◆ What you will do ◆
Copy the entries exactly. Their pictures do not belong in the copy.
═════ Information shown
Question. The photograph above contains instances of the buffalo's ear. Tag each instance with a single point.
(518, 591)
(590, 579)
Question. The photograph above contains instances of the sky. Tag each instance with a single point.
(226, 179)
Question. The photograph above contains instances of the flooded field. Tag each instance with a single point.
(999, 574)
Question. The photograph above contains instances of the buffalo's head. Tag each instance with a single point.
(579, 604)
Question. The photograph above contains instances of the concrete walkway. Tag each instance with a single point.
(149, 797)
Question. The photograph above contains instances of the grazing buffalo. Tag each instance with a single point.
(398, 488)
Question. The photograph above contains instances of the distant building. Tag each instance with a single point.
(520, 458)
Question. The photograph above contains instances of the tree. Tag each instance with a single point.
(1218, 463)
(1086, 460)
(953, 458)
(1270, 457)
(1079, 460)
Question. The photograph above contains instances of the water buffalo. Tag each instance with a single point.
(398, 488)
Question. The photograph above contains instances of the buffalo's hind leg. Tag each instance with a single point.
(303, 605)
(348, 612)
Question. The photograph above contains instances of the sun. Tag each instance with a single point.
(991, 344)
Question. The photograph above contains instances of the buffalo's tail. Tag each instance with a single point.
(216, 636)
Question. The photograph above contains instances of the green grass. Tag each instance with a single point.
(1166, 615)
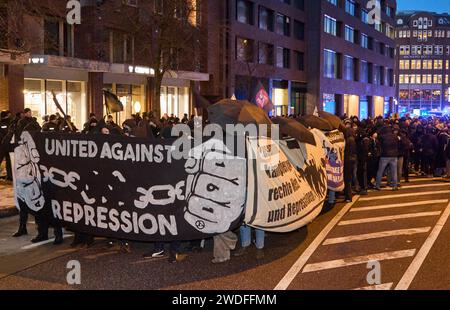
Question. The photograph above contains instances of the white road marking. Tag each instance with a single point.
(381, 287)
(298, 265)
(351, 261)
(412, 270)
(404, 195)
(419, 186)
(35, 245)
(389, 218)
(399, 205)
(377, 235)
(423, 179)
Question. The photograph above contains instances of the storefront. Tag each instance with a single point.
(329, 103)
(351, 105)
(280, 97)
(175, 101)
(69, 87)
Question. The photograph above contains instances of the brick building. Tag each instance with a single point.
(423, 56)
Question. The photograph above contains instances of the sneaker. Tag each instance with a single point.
(154, 255)
(177, 258)
(260, 254)
(58, 240)
(217, 261)
(39, 239)
(125, 248)
(240, 252)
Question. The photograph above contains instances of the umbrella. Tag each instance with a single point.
(312, 121)
(234, 112)
(294, 129)
(112, 102)
(331, 118)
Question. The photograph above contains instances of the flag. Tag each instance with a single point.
(316, 112)
(262, 98)
(199, 101)
(58, 106)
(112, 102)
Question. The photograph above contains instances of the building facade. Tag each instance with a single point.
(423, 56)
(326, 54)
(77, 62)
(258, 41)
(351, 57)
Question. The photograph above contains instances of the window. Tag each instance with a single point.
(299, 30)
(283, 25)
(349, 68)
(364, 17)
(265, 18)
(299, 4)
(364, 41)
(331, 64)
(51, 37)
(244, 12)
(265, 52)
(349, 34)
(350, 7)
(300, 56)
(330, 26)
(438, 64)
(244, 49)
(283, 58)
(364, 73)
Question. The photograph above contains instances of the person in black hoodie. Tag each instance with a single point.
(429, 149)
(389, 144)
(406, 148)
(363, 141)
(350, 161)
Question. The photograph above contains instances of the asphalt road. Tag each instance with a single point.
(405, 234)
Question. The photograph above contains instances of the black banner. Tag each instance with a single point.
(131, 189)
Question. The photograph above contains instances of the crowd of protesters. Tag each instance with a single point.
(395, 148)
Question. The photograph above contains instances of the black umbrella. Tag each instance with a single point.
(234, 112)
(294, 129)
(331, 118)
(112, 102)
(311, 121)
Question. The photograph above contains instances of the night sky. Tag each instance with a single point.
(439, 6)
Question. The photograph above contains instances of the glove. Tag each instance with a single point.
(28, 176)
(215, 189)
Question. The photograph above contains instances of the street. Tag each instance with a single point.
(407, 232)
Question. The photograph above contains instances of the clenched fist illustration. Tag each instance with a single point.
(215, 189)
(28, 176)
══════════
◆ Answer box ◆
Question. The photograph above contains instances of the buffalo's ear. Tag each instance with a single point.
(518, 591)
(590, 579)
Question. The photograph above contains instances of the sky. Tag each instance with a single point.
(226, 179)
Question. The photograph above contains instances of the flooded field. Tag each instance with a single point.
(999, 574)
Question. The photograph above contains instances of the buffalo's head. Tag each instance with a single point.
(579, 604)
Question. The photograph above contains instances of the concrete walkway. Tag each instance with a single point.
(149, 797)
Question. The photograph above contains instances of the grazing buffalo. Tag each instance with a single point.
(398, 488)
Question. The photograph above contains instances of the distant building. Tag each instance with a single point.
(520, 458)
Question. The photograph above contains instances of the tree. Tag each instance with a single point.
(1218, 463)
(1086, 460)
(953, 458)
(1270, 457)
(1079, 460)
Question. The photograph above contains instances of the water buffalo. Tag each instance with a single point.
(398, 488)
Question. The photograph above contains instances of the buffalo's hind leg. Tag each instance with a single point.
(303, 605)
(348, 612)
Question. The photograph above contains instances of the sun. Tag each instance with a single point.
(991, 344)
Question. The photograph above contains instances of the buffalo's tail. Tag each instance with a single point.
(216, 636)
Question. The photograph above contains instances of the green grass. Tag each instance with a single point.
(1166, 615)
Question. The photograph above contains instances of the white road marking. Tag each instance with a single point.
(381, 287)
(298, 265)
(351, 261)
(412, 270)
(404, 195)
(419, 186)
(35, 245)
(389, 218)
(399, 205)
(377, 235)
(423, 179)
Question. The photograph above contains instances of the storefront. Tag each instance with a single point.
(329, 103)
(351, 105)
(280, 97)
(175, 101)
(69, 87)
Question. The photograph above contains instances of the brick building. Tag each instance with a single point.
(423, 56)
Question. The photograph above contains instances of the sneaker. Tag each instance with a single point.
(154, 255)
(177, 258)
(260, 254)
(58, 240)
(217, 261)
(39, 239)
(125, 248)
(240, 252)
Question. The photograph above contains instances of the umbrella. Tag each instance with a single point.
(312, 121)
(234, 112)
(294, 129)
(112, 102)
(331, 118)
Question. The photograph above contains instances of the flag. Tag each instance with a single point.
(316, 112)
(262, 98)
(199, 101)
(58, 106)
(112, 102)
Question. The photograph above contains instances of the building facade. Tag each instance with a single point.
(423, 56)
(326, 54)
(77, 62)
(258, 41)
(351, 57)
Question. The photograph above contains instances of the window. Tag each instance with a single point.
(299, 30)
(283, 25)
(349, 68)
(364, 17)
(265, 18)
(299, 4)
(364, 41)
(331, 64)
(51, 37)
(244, 12)
(265, 52)
(349, 34)
(350, 7)
(300, 56)
(330, 26)
(438, 64)
(244, 49)
(283, 58)
(364, 73)
Question. The photograph above contains instances of the person in black hoodie. Tag each instance with a single point.
(429, 149)
(389, 144)
(406, 148)
(363, 141)
(350, 161)
Question. The photograph above contains instances of the asphalt road. Tag each instance with a single point.
(405, 234)
Question. The photograph above contains instances of the black banner. Tag each instance with a single point.
(131, 189)
Question. The photograph above contains instances of the crowd of protesters. Tag each instance with a single point.
(395, 148)
Question. The photograph above contains instances of the black umbrella. Tag each instance with a single point.
(234, 112)
(294, 129)
(331, 118)
(112, 102)
(311, 121)
Question. The photograph above contains instances of the night sky. Tag each instance with a single point.
(439, 6)
Question. The photograph above contains instances of the glove. Tag each instance with a single point.
(28, 176)
(215, 189)
Question. The photograph above contains instances of the street. Tag each instance with a single point.
(407, 232)
Question. The photograph above contains instances of the clenched fist illustration. Tag each instance with a single point.
(215, 189)
(28, 176)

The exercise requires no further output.